Can you reproduce the records verbatim, beginning at the line that contains "Outline every instance of the tinted window." and stopping after the line that contains "67), (192, 86)]", with both of those lines included?

### RECORDS FOR THE TASK:
+---+
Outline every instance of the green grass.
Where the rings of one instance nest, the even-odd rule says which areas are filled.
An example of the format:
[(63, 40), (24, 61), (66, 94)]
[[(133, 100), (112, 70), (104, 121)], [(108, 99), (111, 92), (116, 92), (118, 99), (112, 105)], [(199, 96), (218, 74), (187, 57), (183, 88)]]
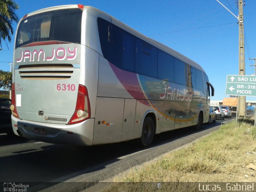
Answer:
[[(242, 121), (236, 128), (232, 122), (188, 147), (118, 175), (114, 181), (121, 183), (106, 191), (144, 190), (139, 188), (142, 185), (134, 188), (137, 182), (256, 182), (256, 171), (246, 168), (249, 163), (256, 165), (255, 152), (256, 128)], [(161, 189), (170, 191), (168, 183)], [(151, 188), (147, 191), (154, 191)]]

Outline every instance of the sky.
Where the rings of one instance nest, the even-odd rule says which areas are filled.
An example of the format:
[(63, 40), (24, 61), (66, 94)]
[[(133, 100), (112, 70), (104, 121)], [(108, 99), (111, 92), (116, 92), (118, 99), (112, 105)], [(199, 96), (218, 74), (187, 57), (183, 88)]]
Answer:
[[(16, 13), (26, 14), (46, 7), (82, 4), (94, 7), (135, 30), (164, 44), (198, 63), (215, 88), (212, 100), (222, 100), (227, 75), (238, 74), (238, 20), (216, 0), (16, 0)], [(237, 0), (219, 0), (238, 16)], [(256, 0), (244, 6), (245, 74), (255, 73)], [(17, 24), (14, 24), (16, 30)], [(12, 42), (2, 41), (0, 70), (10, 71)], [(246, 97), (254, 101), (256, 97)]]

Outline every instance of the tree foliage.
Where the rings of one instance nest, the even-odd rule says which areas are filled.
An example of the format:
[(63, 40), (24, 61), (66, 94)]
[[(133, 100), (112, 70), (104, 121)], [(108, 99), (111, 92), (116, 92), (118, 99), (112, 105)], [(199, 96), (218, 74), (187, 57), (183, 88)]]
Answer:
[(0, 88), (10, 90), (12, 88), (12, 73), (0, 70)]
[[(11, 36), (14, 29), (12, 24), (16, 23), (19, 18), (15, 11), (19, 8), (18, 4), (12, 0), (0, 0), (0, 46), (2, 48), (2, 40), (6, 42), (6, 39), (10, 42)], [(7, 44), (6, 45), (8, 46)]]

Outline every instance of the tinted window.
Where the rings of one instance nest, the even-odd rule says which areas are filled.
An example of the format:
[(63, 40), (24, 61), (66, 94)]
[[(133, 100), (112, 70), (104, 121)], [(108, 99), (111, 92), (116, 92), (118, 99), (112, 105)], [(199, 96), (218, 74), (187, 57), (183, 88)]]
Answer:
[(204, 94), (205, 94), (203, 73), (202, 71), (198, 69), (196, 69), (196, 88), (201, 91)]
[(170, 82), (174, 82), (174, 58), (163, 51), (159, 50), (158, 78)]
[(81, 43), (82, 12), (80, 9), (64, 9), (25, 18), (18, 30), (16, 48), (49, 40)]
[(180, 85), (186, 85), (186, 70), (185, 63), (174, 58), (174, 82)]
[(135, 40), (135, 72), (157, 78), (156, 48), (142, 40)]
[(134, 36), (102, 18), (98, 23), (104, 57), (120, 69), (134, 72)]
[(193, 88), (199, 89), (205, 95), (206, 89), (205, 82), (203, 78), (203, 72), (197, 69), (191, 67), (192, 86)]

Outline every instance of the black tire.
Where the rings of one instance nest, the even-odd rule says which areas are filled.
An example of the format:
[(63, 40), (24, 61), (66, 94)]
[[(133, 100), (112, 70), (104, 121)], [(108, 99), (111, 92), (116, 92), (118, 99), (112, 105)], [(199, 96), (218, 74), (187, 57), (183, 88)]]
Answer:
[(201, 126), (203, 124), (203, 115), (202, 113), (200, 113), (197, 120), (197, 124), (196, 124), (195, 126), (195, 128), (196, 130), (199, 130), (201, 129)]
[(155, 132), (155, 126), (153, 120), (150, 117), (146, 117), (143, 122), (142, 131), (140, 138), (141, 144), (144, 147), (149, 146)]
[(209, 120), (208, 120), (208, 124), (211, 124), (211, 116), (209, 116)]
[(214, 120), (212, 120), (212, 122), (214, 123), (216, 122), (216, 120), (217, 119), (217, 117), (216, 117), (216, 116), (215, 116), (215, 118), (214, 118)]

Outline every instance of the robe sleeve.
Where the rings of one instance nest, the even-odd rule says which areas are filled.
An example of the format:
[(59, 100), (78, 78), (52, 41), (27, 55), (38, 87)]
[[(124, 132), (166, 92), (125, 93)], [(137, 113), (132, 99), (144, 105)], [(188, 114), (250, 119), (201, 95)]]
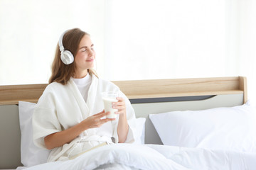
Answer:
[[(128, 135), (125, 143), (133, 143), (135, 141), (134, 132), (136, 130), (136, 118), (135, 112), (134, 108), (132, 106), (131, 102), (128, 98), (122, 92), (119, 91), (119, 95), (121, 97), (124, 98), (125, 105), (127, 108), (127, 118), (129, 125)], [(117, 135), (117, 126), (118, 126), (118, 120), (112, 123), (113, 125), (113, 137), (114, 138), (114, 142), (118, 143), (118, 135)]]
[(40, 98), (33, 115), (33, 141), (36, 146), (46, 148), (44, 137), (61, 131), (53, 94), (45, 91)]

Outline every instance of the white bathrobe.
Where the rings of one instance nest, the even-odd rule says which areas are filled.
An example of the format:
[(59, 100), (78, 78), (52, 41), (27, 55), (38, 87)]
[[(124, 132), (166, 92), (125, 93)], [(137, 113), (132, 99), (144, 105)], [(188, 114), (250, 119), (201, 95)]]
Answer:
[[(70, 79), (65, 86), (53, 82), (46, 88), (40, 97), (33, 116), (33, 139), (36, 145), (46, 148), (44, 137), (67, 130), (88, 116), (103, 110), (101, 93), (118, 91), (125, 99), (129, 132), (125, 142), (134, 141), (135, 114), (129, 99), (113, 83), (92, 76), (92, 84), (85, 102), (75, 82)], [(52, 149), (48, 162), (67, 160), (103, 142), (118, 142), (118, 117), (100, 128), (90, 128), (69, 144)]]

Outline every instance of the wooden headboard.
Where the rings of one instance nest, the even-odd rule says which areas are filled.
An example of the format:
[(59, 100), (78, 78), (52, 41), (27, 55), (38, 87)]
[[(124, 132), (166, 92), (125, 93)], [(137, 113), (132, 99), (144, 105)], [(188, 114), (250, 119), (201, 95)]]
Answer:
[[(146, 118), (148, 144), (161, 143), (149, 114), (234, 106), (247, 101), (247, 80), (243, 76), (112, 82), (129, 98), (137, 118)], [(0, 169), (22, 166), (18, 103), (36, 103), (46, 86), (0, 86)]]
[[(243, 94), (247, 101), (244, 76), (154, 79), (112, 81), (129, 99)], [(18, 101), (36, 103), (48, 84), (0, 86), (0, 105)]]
+---+
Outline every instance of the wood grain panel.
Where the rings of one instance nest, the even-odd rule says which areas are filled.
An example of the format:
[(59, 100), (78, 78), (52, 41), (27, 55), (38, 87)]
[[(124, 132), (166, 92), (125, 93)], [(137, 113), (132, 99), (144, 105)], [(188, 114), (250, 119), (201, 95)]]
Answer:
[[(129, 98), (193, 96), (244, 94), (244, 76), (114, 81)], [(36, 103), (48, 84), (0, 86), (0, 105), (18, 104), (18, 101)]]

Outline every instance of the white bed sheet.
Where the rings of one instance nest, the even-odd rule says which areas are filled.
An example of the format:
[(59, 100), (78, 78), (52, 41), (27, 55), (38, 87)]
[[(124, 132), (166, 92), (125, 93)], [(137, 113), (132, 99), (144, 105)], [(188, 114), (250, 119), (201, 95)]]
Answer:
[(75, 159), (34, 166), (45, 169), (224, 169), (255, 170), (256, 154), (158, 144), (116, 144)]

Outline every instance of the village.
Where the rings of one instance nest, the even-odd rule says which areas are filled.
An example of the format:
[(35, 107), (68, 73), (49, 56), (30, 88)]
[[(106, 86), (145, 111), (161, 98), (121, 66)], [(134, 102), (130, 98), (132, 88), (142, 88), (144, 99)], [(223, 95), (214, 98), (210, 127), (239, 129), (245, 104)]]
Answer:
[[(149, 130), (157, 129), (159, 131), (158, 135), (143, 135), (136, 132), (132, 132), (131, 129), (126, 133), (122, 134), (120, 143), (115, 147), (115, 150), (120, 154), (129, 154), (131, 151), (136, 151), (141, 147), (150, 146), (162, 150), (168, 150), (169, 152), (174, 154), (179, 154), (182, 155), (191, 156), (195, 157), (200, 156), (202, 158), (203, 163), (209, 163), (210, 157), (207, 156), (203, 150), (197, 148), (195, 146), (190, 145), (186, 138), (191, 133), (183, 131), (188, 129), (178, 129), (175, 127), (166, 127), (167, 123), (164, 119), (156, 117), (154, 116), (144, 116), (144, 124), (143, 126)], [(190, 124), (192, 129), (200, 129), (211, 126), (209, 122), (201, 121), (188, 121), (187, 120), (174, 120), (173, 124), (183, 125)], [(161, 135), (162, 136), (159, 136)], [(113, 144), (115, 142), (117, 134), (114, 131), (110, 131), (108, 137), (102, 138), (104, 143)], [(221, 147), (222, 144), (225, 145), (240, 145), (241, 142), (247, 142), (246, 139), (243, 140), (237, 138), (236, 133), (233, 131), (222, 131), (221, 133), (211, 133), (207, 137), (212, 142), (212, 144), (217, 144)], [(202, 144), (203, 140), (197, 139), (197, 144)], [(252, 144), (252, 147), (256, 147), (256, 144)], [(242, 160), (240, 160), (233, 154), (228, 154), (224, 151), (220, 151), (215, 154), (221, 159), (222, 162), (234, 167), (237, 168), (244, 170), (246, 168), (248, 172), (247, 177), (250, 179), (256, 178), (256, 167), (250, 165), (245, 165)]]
+---+
### FINISHED TASK:
Outline every instance of the tinted window.
Where the rings of one instance nest, the even-odd rule says which areas are filled.
An example of the format:
[(63, 40), (24, 61), (66, 94)]
[[(133, 100), (112, 70), (104, 121)], [(108, 99), (111, 92), (116, 92), (118, 99), (112, 105)], [(199, 96), (218, 74), (187, 57), (183, 88)]]
Answer:
[(204, 94), (205, 94), (203, 73), (202, 71), (198, 69), (196, 69), (196, 88), (201, 91)]
[(170, 82), (174, 82), (174, 58), (163, 51), (159, 50), (158, 78)]
[(81, 43), (82, 12), (80, 9), (64, 9), (25, 18), (18, 30), (16, 48), (49, 40)]
[(180, 85), (186, 85), (186, 70), (185, 63), (174, 58), (174, 82)]
[(135, 40), (135, 72), (157, 78), (156, 48), (142, 40)]
[(134, 36), (102, 18), (98, 23), (104, 57), (120, 69), (134, 72)]
[(193, 88), (199, 89), (205, 95), (206, 89), (205, 82), (203, 78), (203, 72), (197, 69), (191, 67), (192, 86)]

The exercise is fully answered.